### WHAT TO WORK ON
Proceed with the introduction on Bernstein polynomials given below, beginning immediately after its final sentence.

### EXTRACT PROVIDED
___
1 Introduction

Classical univariate Bernstein polynomials were introduced by Bernstein in a constructive proof for the Stone-Weierstrass approximation theorem [1], and they are defined as [2]

$$b_{i}^{n}(x)=\binom{n}{i} x^{i}(1-x)^{n-i}, \quad i=0,1,\dots,n. $$

They form a basis of polynomials and satisfy a number of important properties as non-negativity (\(b_{i}^{n}(x) \geq0\) for \(0 \leq x \leq 1\)), partition of unity (\(\sum_{i=0}^{n} b_{i}^{n}(x)=1\)) or symmetry (\(b_{i}^{n}(x)=b_{n-i}^{n}(1-x)\)).

For a given real-valued defined and bounded function f on the interval \([0,1]\), the nth Bernstein polynomial for f is

$$B_{n}(f) (x)=\sum_{k=0}^{n} b_{k}^{n}(x) f \biggl(\frac{k}{n} \biggr). $$

Then, for each point x of continuity of f, we have \(B_{n}(f)(x) \to f(x)\) as \(n \to\infty\). Moreover, if f is continuous on \([0,1]\) then \(B_{n}(f)\) converges uniformly to f as \(n \to\infty\). Also, for each point x of differentiability of f, we have \(B_{n}'(f)(x) \to f'(x)\) as \(n \to\infty\) and if f is continuously differentiable on \([0,1]\) then \(B_{n}'(f)\) converges to \(f'\) uniformly as \(n \to \infty\).
___
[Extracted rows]
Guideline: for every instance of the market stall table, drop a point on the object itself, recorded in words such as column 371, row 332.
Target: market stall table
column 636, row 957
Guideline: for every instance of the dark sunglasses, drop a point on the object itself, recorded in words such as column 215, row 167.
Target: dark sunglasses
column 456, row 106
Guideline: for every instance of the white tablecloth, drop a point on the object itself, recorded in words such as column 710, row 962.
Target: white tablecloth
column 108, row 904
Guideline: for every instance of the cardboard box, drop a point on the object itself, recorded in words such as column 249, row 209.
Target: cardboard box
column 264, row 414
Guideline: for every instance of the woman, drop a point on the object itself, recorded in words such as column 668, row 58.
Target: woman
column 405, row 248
___
### WRITTEN ANSWER
Bernstein polynomials have been generalized in the framework of q-calculus. More precisely, Lupaş [3] initiated the application of q-calculus in area of the approximation theory, and introduced the q-Bernstein polynomials. Later on, Philips [4] proposed and studied other q-Bernstein polynomials. In both the classical case and in its q-analogs, expansions of Bernstein polynomials have been obtained in terms of appropriate orthogonal bases [5, 6].

Mursaleen et al. [7] recently introduced first the concept of \((p, q)\)-calculus in approximation theory and studied the \((p, q)\)-analog of Bernstein operators. The approximation properties for these operators based on Korovkin’s theorem and some direct theorems were considered [8]. Also, many well-known approximation operators have been introduced using these techniques, such as Bleimann-Butzer-Hahn operators [9] and Szász-Mirakyan operators [10]. Very recently Milovanović et al. [11] considered a \((p, q)\)-analog of the beta operators and using it proposed an integral modification of the generalized Bernstein polynomials. \((p,q)\)-analogs of classical orthogonal polynomials have been characterized in [12].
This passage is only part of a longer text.